* Document *

┌────────

GERECHTSHOF ARNHEM
Sector civiel recht
zaaknummer gerechtshof 200.078.851
(zaaknummer rechtbank 111952)
arrest van de tweede civiele kamer van 4 oktober 2011
[appellant],
wonende te [woonplaats],
appellante,
advocaat: mr. E.P.W. Korevaar,
1 [geïntimeerde 1],
2 [geïntimeerde 2],
beiden wonende te [woonplaats],
geïntimeerden,
advocaat: mr. M. van Beelen.
1. Het verdere verloop van het geding in hoger beroep
1.1 Voor de procedure in eerste aanleg en het verloop van het geding in hoger beroep wordt verwezen naar het tussenarrest van dit hof van 4 januari 2011.
In dit tussenarrest heeft het hof een comparitie van partijen ter plaatse gelast. Op eenparig verzoek van partijen heeft deze comparitie geen doorgang gevonden en hebben partijen er voor gekozen om verder te procederen in hoger beroep.
1.2 Bij memorie van grieven heeft [appellant] vijf grieven tegen het bestreden vonnis aangevoerd en toegelicht, heeft zij bewijs aangeboden en twee nieuwe producties in het geding gebracht. Zij heeft gevorderd dat het hof het bestreden vonnis zal vernietigen en, opnieuw recht doende, bij uitvoerbaar bij voorraad te verklaren arrest:
- [geïntimeerde(n)] alsnog zal bevelen binnen twee weken na betekening van dit arrest de openslaande tuindeuren en het vooruitspringend werk te verwijderen en verwijderd te houden op straffe van een dwangsom van € 25.000,- per dag dat [geïntimeerde(n)] hiertoe in gebreke blijven,
- [geïntimeerde(n)] zal veroordelen tot betaling van de buitengerechtelijke kosten begroot op € 2.519,84,
- [geïntimeerde(n)] zal veroordelen in de kosten van beide instanties, te voldoen binnen veertien dagen na betekening van dit arrest, te vermeerderen met de wettelijke rente daarover wanneer voldoening niet binnen die termijn plaatsvindt tot aan de dag van voldoening.

└────────

* Uit te voeren *
A) Druk uit het arrest van het gerechtshof letterlijk af van "GERECHTSHOF ARNHEM" tot "M. van Beelen.".
B) Zet het arrest van het gerechtshof alstublieft voort, te beginnen na de laatste zin.

* Items *

┌────────

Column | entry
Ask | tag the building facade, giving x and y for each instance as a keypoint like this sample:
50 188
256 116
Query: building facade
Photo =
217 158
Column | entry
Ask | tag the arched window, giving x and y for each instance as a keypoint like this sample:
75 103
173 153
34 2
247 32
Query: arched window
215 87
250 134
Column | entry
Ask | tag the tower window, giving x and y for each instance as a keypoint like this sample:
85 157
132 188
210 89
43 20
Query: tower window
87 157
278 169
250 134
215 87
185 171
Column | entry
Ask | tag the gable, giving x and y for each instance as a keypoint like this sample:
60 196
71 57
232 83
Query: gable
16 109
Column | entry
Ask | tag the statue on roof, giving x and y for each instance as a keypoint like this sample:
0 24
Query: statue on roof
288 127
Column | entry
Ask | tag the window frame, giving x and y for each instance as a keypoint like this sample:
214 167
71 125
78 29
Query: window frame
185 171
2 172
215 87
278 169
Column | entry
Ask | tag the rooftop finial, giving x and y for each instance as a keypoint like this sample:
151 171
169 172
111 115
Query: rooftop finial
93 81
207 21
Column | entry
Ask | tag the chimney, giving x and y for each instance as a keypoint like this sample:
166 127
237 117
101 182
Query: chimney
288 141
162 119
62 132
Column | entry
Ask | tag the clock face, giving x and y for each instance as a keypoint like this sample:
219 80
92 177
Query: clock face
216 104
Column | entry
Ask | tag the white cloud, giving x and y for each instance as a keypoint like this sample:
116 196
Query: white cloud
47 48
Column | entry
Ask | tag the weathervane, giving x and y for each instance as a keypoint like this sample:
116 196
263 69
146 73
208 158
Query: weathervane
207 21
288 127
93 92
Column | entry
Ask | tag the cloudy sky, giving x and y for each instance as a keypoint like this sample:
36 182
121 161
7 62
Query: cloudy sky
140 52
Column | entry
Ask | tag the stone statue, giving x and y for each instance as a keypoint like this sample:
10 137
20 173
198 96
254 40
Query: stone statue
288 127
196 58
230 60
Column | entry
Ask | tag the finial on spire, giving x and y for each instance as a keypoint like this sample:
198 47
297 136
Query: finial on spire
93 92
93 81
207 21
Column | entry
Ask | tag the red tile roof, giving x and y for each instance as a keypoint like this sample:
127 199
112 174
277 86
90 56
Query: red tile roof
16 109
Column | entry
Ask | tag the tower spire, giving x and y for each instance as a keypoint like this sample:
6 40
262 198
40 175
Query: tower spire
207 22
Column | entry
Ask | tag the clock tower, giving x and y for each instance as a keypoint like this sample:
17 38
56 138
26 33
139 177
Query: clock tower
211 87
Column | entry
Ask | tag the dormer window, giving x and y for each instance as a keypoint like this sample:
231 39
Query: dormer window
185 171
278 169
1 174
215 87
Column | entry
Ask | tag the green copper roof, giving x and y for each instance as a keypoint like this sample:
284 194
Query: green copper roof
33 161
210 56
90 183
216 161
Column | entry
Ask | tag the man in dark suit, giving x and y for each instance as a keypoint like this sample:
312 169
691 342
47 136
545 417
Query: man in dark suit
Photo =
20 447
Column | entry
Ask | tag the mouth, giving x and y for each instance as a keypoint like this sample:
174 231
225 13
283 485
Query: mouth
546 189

└────────

* Verwachte antwoorden *
A)
GERECHTSHOF ARNHEM
Sector civiel recht
zaaknummer gerechtshof 200.078.851
(zaaknummer rechtbank 111952)
arrest van de tweede civiele kamer van 4 oktober 2011
[appellant],
wonende te [woonplaats],
appellante,
advocaat: mr. E.P.W. Korevaar,
1 [geïntimeerde 1],
2 [geïntimeerde 2],
beiden wonende te [woonplaats],
geïntimeerden,
advocaat: mr. M. van Beelen.

B)
1.3 Bij memorie van antwoord heeft [geïntimeerde(n)] de grieven bestreden, heeft hij bewijs aangeboden en twee nieuwe producties in het geding gebracht. Hij heeft geconcludeerd dat het hof bij uitvoerbaar bij voorraad te verklaren arrest het bestreden vonnis zal bekrachtigen, zonodig onder verbetering van gronden en met veroordeling van [appellant] in de kosten van het hoger beroep.
1.4 Ter zitting van 12 september 2011 hebben partijen de zaak doen bepleiten, [appellant] door mr. Korevaar voornoemd en [geïntimeerde(n)] door mr. Van Beelen voornoemd. Beide advocaten hebben daarbij pleitnotities in het geding gebracht.
1.5 Vervolgens hebben partijen arrest gevraagd. Mr. Korevaar had reeds de stukken aan het hof toegestuurd ten behoeve van het pleidooi. Mr. Beelen heeft na de zitting eveneens een procesdossier overgelegd.
1.6 Vervolgens heeft het hof arrest bepaald.
Als enerzijds gesteld en anderzijds niet of onvoldoende betwist, staan vast de door de rechtbank in het bestreden vonnis onder 2.1 tot en met 2.7 vastgestelde feiten.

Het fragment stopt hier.